══ Source excerpt ══

# Jaeger LeCoultre skeleton clock



## kjh (Aug 24, 2011)

I have received a JLC skeleton clock from a relation's estate and would like to know more about it - including approx value for insurance purposes please. 
Inscribed on the base are 3 numbers: JO24819; 3003; 419 
All help will be greatly appreciated. Thank you.


----------



## StufflerMike (Mar 23, 2010)

The movement somehow looks very familiar to me - just google "Corum Golden Bridge" and you will know why. Haven't seen a JLC like that ever before.


----------



## kjh (Aug 24, 2011)

stuffler said:


> The movement somehow looks very familiar to me - just google "Corum Golden Bridge" and you will know why. Haven't seen a JLC like that ever before.


I've just watched a YouTube video putting a Corum together - how I wish I had skills like that. Thanks for that info. It is similar to the JLC. I found one fuzzy image on Google of a very similar clock to mine but the link was broken.

Regards
Kit


----------



## fuzzyb (Feb 21, 2009)

You may want to search for JLC 8-day clock. A quick search on Google pulled up an image of a clock very similar. My in-laws have a square version of it. There are many variations for the cases.


----------



## StufflerMike (Mar 23, 2010)

Dating back to 1947, a movement a baguette they called it


----------



## gsimmons (Jan 22, 2011)

I have one in for repair as well. 


---
- Sent from my iPhone using Tapatalk


----------



## kjh (Aug 24, 2011)

Thank you all for your time and information

Kit


----------

═══

Task instructions:
Please list each distinct username that posts in the clock forum thread, giving each name once.

══ Entries supplied ══

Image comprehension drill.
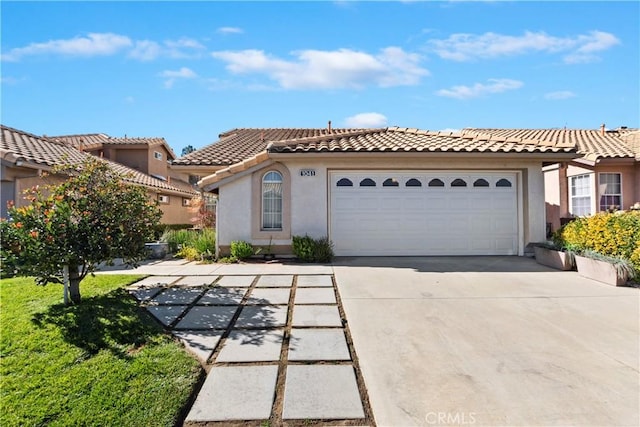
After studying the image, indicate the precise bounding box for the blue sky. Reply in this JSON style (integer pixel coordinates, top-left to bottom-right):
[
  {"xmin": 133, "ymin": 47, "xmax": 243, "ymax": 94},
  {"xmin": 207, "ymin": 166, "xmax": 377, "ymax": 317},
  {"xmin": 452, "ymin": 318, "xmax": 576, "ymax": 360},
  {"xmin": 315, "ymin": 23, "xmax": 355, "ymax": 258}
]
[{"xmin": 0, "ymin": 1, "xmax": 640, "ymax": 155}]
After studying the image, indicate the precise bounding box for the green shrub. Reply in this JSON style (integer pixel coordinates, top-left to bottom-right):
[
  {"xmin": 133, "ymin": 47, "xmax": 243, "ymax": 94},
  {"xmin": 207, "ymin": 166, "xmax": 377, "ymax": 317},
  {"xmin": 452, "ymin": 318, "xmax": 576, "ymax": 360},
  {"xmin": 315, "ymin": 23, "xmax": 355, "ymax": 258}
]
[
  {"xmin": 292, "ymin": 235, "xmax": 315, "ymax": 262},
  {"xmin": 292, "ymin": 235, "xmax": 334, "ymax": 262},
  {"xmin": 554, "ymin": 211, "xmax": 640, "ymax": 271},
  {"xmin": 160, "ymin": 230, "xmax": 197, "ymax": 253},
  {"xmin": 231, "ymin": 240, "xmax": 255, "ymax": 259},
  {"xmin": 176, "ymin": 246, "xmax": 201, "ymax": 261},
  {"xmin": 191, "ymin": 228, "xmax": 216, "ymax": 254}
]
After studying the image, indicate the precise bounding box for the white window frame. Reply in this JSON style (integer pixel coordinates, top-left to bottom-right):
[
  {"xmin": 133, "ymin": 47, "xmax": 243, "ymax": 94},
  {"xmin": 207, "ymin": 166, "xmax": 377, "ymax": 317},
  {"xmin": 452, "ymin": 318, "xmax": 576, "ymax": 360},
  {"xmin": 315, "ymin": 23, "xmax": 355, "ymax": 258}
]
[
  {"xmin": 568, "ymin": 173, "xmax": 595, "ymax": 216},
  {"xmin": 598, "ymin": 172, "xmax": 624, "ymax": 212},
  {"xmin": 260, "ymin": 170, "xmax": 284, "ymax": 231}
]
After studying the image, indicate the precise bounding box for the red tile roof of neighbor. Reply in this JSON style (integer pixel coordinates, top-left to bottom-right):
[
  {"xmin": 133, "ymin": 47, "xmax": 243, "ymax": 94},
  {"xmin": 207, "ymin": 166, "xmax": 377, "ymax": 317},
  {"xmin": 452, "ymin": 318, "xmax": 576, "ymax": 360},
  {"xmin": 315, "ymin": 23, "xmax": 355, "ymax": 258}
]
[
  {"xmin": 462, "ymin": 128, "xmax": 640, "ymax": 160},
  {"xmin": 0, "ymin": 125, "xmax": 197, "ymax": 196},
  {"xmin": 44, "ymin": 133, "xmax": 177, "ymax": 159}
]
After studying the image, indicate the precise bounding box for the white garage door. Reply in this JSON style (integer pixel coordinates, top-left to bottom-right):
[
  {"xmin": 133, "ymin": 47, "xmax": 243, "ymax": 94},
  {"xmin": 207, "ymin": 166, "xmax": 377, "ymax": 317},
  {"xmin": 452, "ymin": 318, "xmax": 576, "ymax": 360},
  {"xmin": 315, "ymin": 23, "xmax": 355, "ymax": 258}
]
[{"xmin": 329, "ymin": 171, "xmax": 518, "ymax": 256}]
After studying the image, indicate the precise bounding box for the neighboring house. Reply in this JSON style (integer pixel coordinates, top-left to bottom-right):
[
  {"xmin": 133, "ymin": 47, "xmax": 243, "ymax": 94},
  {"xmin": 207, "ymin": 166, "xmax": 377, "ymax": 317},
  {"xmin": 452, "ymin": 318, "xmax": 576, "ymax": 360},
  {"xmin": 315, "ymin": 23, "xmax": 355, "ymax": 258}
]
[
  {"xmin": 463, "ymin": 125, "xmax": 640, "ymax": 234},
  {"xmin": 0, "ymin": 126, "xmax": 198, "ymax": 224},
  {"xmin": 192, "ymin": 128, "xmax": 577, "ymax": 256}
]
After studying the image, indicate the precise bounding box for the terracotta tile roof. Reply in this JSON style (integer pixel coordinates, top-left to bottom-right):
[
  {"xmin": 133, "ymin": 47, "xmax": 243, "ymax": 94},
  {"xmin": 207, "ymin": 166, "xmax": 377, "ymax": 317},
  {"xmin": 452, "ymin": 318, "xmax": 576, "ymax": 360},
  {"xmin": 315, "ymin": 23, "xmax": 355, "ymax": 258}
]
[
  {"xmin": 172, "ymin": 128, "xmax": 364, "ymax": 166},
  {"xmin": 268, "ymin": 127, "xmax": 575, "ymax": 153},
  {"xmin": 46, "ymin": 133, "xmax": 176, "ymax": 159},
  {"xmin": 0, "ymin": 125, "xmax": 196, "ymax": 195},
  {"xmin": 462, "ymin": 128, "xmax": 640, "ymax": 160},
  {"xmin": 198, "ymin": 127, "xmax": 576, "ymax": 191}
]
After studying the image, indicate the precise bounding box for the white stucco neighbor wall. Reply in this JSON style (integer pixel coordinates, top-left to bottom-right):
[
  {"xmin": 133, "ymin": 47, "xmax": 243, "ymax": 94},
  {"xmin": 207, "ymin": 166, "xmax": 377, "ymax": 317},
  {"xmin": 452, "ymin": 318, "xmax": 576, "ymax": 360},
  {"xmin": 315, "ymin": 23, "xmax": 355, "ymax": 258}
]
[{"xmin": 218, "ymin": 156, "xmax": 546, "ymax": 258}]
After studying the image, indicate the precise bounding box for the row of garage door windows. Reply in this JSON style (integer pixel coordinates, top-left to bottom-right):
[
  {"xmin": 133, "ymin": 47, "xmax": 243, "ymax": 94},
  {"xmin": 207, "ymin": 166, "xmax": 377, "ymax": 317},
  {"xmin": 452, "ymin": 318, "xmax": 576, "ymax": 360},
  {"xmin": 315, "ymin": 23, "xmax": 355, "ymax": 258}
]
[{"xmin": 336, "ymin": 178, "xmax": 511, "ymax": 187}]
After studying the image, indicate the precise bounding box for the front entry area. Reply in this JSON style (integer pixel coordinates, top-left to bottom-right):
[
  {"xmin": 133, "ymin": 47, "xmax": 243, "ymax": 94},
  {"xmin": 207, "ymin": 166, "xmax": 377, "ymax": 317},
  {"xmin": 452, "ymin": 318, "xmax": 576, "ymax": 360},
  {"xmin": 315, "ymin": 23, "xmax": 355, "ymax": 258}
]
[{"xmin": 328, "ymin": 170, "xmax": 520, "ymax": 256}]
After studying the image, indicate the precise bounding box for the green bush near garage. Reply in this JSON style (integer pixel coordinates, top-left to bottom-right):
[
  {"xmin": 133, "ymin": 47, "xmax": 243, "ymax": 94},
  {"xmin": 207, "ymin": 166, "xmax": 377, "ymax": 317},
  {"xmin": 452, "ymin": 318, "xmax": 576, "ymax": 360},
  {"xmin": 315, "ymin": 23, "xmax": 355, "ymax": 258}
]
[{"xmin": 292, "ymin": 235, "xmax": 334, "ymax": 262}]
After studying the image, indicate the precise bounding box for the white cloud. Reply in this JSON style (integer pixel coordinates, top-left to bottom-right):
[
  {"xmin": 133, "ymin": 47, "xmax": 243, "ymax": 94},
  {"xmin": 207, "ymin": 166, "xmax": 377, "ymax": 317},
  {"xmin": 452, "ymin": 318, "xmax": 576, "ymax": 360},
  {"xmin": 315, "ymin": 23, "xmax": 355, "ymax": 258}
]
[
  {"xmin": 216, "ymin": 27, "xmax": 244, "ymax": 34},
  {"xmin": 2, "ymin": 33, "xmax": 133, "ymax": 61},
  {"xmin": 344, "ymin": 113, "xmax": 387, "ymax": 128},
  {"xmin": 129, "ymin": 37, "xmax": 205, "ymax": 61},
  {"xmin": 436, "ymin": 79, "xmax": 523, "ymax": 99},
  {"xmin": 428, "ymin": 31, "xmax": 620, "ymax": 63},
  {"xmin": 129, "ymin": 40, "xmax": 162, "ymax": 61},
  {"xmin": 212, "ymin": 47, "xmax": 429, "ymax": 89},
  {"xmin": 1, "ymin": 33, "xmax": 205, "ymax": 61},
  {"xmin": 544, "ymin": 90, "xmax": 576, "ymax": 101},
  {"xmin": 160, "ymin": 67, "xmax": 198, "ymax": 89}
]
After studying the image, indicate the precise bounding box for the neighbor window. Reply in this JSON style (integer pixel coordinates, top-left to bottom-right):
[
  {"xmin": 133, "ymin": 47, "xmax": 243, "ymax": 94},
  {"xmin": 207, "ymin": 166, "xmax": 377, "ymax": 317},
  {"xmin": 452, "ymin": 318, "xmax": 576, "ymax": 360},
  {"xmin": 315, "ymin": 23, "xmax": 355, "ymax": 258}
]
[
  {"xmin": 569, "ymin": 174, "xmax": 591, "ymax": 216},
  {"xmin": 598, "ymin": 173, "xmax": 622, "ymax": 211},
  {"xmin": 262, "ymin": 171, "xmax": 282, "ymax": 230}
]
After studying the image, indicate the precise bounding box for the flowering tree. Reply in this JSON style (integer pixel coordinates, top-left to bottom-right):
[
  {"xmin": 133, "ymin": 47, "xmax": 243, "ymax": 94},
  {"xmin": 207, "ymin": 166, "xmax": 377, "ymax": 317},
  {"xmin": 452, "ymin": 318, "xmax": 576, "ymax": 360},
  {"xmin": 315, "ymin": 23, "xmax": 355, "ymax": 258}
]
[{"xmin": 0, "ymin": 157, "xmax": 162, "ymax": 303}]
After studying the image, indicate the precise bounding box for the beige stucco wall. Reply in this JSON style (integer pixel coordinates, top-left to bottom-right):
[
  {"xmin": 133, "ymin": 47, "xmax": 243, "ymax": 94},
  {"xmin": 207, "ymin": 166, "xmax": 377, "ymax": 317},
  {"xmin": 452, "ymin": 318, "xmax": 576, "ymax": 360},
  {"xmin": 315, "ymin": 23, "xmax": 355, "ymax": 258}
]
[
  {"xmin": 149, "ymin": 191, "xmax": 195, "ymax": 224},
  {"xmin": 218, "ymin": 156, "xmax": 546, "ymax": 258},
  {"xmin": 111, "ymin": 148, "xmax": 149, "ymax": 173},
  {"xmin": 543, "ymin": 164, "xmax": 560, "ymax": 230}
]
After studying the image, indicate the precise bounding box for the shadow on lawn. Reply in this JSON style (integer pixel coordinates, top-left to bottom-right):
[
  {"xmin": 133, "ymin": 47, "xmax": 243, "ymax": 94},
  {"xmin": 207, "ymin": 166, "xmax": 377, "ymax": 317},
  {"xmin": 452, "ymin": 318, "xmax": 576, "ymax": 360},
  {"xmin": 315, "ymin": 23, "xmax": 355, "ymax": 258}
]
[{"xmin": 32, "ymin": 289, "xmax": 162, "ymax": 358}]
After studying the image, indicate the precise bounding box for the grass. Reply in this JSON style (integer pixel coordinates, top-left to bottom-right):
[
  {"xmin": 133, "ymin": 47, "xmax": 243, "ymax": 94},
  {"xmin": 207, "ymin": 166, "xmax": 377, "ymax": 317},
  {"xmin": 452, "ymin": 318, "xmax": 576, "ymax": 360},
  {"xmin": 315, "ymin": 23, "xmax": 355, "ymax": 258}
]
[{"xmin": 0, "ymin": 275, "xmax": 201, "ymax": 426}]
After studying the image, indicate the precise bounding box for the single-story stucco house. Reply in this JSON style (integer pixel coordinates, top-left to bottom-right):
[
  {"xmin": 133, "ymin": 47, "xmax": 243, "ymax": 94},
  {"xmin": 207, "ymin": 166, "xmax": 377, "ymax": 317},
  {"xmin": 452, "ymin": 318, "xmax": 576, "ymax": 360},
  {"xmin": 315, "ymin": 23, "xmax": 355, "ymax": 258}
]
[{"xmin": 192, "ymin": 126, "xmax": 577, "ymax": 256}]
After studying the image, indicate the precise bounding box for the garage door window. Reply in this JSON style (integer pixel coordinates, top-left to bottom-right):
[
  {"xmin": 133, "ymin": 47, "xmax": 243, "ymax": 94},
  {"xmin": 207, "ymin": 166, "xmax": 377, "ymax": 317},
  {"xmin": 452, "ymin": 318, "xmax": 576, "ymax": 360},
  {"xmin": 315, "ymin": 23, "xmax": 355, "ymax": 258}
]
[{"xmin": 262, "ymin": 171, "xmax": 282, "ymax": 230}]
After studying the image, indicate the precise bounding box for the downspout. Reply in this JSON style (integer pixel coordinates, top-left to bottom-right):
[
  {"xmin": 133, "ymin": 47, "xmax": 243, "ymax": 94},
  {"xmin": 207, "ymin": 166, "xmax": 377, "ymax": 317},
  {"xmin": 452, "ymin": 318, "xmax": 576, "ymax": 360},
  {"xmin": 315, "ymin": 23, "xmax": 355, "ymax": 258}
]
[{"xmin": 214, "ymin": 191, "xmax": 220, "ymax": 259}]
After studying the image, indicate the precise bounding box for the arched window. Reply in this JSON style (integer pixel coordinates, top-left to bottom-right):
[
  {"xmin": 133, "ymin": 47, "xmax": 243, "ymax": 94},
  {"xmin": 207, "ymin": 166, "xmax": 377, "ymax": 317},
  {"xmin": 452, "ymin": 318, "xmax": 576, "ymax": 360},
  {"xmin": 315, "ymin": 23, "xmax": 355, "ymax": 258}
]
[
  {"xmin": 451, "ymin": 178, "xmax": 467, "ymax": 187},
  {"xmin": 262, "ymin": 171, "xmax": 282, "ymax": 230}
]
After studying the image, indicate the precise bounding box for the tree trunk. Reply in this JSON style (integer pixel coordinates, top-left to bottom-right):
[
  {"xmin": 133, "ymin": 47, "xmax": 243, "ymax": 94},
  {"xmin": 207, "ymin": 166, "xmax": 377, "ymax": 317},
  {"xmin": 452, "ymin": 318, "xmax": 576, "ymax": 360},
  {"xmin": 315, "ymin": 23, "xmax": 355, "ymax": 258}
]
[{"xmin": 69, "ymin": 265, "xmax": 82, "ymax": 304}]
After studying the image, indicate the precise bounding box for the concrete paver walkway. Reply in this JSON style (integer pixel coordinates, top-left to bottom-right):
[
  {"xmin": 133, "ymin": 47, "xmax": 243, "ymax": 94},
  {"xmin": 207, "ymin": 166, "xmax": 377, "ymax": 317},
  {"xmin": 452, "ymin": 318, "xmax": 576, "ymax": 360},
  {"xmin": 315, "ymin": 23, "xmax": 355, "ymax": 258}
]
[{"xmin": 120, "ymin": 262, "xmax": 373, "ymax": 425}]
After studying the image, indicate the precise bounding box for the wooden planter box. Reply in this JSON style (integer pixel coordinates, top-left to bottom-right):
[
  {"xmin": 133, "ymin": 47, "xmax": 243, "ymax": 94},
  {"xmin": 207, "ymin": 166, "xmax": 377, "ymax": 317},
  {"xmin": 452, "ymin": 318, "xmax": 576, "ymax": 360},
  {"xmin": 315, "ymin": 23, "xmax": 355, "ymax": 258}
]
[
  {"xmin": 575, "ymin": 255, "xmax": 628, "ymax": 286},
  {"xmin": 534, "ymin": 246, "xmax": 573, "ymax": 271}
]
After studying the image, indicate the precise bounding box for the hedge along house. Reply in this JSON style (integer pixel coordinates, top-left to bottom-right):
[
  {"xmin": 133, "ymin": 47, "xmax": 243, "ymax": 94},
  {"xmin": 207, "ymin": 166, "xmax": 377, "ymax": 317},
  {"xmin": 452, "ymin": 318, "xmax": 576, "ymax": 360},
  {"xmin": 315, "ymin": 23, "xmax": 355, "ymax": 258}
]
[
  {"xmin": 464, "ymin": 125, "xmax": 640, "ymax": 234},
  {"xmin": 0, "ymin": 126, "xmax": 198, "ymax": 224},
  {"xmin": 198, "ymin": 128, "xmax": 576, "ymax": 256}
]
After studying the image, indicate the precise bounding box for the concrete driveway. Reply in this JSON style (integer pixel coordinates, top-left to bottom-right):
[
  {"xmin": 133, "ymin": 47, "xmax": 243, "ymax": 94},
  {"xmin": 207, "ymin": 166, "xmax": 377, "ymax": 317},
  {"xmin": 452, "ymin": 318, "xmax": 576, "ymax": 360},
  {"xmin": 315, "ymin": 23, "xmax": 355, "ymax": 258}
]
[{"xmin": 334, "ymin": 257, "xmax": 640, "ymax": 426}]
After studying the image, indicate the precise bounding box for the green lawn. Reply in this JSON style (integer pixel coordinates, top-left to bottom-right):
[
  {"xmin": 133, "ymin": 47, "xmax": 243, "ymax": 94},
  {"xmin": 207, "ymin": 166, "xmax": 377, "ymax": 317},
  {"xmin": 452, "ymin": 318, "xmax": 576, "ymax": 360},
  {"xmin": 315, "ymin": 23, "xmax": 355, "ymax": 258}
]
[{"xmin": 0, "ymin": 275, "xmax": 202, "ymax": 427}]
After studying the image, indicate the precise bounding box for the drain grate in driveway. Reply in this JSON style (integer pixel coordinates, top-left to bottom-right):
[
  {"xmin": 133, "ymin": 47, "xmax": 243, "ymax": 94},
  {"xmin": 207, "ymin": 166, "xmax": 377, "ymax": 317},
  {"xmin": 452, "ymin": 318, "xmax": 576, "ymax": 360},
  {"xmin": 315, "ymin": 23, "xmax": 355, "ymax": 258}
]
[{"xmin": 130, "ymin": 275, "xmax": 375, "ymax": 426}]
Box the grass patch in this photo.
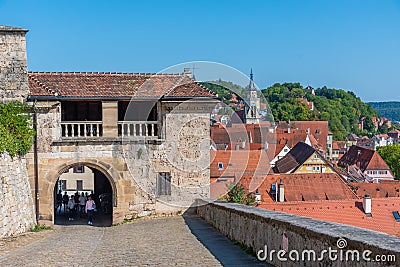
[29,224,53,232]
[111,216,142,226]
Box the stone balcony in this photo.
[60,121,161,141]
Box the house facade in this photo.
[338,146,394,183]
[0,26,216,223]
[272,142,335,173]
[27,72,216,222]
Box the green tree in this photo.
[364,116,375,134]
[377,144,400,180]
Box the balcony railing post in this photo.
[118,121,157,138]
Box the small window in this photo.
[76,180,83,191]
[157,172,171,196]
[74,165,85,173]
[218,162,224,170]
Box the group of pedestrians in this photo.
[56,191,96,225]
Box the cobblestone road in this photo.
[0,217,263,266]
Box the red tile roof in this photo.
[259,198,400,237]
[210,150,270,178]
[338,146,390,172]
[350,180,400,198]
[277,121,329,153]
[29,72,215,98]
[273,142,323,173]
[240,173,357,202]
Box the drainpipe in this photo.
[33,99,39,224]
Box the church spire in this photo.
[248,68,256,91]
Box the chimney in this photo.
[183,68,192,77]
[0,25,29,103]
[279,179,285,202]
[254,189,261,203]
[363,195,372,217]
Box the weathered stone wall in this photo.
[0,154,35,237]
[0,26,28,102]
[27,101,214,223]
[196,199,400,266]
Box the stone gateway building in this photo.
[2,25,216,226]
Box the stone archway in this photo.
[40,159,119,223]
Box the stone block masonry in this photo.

═══

The solution:
kjh, StufflerMike, fuzzyb, gsimmons